## Required work
Each line below that includes the word "distant" adds one to the count; give that count and nothing else.

## Listed entries
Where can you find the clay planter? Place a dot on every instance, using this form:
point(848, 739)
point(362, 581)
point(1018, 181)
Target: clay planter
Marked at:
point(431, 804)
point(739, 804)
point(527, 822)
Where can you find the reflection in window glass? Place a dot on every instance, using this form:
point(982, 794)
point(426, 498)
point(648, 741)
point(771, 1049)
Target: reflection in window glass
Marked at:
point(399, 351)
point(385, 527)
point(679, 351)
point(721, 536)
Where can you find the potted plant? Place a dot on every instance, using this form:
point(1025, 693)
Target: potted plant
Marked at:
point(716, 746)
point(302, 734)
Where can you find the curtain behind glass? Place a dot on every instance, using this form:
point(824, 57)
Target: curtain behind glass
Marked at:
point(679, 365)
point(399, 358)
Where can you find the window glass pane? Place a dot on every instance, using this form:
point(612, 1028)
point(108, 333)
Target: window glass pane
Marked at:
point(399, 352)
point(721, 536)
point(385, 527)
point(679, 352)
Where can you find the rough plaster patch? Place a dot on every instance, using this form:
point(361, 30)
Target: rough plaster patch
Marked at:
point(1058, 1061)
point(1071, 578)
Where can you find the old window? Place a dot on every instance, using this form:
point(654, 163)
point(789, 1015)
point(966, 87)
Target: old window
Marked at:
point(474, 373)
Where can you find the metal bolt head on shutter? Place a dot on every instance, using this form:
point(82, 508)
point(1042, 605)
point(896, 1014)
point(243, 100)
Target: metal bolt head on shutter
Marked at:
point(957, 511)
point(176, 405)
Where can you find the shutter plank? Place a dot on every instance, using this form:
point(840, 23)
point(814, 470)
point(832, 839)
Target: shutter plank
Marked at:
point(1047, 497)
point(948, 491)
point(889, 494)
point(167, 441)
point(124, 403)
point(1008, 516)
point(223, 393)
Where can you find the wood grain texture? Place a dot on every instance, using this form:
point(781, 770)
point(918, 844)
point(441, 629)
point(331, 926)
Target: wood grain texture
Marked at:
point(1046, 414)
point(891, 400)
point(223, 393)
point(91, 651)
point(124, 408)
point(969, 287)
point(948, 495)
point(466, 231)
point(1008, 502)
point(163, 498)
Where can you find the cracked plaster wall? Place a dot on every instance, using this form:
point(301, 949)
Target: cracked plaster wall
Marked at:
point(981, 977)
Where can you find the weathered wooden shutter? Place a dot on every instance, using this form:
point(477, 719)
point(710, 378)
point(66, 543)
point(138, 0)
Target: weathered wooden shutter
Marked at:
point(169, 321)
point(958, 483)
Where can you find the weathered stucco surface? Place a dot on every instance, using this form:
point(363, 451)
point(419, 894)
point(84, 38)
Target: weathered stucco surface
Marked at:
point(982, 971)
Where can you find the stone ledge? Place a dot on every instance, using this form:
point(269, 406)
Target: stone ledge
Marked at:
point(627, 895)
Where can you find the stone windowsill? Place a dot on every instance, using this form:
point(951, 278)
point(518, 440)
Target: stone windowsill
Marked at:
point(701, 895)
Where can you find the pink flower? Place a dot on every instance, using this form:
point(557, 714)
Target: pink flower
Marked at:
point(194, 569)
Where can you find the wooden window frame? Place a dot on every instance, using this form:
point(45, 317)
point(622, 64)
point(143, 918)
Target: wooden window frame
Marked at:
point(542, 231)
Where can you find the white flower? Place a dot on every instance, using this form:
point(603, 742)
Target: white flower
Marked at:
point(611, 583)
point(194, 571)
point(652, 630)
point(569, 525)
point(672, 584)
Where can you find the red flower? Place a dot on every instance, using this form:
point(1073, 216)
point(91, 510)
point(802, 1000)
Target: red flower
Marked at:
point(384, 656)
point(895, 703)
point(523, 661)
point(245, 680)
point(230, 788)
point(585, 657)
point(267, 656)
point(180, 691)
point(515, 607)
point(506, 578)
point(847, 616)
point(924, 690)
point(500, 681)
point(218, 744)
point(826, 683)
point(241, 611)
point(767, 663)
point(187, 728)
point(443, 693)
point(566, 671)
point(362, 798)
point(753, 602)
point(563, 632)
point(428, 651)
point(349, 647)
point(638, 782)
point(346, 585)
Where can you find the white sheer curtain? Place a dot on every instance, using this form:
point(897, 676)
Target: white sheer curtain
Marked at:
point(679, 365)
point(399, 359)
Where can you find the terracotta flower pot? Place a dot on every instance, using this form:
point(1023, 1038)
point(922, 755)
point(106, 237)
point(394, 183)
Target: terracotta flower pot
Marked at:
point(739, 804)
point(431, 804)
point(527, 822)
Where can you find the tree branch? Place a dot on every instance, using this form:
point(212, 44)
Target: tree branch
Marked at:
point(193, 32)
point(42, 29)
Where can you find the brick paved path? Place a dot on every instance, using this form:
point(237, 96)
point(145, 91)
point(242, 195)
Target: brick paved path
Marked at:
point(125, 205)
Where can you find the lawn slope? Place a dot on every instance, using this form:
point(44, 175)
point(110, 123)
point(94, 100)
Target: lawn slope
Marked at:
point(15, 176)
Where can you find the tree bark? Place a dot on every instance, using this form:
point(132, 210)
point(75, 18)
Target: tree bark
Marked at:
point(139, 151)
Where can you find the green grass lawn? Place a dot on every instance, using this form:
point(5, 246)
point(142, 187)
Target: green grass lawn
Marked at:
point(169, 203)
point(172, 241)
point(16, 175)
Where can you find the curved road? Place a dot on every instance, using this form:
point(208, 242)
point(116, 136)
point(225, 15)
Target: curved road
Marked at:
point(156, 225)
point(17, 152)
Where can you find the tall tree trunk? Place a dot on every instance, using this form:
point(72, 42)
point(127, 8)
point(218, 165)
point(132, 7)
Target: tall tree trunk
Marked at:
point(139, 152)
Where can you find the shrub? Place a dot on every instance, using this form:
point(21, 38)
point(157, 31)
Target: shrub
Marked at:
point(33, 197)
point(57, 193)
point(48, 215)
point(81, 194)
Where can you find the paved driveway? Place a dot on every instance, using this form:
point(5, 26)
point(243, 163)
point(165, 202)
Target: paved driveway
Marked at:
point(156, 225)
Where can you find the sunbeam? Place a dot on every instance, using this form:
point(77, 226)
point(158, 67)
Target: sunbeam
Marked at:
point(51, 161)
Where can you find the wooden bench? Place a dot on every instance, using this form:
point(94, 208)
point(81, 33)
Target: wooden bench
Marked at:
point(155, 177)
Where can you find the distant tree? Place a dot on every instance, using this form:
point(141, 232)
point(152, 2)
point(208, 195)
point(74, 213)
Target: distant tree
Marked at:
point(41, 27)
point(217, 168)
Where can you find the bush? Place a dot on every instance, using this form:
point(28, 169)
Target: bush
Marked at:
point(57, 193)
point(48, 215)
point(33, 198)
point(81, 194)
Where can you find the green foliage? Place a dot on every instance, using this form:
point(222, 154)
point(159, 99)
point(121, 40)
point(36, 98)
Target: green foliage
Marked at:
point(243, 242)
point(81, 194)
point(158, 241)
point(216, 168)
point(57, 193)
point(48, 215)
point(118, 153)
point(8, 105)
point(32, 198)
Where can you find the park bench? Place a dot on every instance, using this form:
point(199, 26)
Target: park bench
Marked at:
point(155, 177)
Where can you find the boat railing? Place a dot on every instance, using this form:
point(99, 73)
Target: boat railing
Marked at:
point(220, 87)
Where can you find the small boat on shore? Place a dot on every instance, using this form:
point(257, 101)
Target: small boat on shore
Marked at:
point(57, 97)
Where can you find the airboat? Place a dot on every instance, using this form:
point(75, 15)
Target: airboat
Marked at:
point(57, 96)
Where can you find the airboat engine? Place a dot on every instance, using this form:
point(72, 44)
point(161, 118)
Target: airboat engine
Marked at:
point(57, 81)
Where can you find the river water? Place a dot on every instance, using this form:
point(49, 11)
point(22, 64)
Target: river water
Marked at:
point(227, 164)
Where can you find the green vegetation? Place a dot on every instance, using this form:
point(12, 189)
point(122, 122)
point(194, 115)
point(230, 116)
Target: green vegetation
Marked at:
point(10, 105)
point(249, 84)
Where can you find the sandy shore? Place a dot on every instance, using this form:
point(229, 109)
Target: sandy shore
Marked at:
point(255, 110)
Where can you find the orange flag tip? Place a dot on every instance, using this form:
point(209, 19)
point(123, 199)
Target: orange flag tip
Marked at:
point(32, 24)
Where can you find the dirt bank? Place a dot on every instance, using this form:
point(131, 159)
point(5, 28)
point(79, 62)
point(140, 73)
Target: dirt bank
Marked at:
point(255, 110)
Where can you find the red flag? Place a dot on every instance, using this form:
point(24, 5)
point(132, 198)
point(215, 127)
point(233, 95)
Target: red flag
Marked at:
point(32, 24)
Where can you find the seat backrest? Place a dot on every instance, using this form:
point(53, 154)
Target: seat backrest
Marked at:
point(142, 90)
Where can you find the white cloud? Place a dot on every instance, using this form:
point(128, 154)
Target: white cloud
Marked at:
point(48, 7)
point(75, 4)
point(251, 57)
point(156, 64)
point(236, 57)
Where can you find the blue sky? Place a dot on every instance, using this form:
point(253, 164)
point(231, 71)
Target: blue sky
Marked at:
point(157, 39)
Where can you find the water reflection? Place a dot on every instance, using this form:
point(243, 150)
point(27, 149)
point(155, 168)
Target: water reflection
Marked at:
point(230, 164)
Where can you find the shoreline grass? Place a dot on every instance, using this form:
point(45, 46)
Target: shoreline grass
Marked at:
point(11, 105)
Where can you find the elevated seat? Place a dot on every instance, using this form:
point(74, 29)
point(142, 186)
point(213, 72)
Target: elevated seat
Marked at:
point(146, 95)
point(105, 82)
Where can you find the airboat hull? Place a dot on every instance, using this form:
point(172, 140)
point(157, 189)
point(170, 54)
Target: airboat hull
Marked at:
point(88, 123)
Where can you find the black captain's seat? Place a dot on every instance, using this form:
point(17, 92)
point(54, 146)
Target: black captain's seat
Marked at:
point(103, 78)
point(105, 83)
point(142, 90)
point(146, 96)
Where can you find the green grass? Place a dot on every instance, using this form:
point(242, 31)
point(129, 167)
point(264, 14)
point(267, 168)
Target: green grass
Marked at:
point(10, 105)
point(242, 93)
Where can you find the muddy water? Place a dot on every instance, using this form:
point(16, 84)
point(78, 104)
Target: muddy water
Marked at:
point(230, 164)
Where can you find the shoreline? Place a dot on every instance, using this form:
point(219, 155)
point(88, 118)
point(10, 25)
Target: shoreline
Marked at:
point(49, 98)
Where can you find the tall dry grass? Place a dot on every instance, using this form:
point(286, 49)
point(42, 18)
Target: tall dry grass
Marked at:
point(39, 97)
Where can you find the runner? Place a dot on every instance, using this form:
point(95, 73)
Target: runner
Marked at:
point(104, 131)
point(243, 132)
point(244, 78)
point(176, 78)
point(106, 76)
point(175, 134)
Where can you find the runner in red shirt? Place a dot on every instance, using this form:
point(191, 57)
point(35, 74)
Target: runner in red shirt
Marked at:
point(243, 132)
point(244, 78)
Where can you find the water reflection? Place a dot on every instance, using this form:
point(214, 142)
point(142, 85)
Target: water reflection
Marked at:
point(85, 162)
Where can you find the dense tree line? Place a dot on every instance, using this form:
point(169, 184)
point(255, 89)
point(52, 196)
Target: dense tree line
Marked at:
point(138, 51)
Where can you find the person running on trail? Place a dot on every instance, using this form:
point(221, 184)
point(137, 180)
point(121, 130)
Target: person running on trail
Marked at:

## Reply
2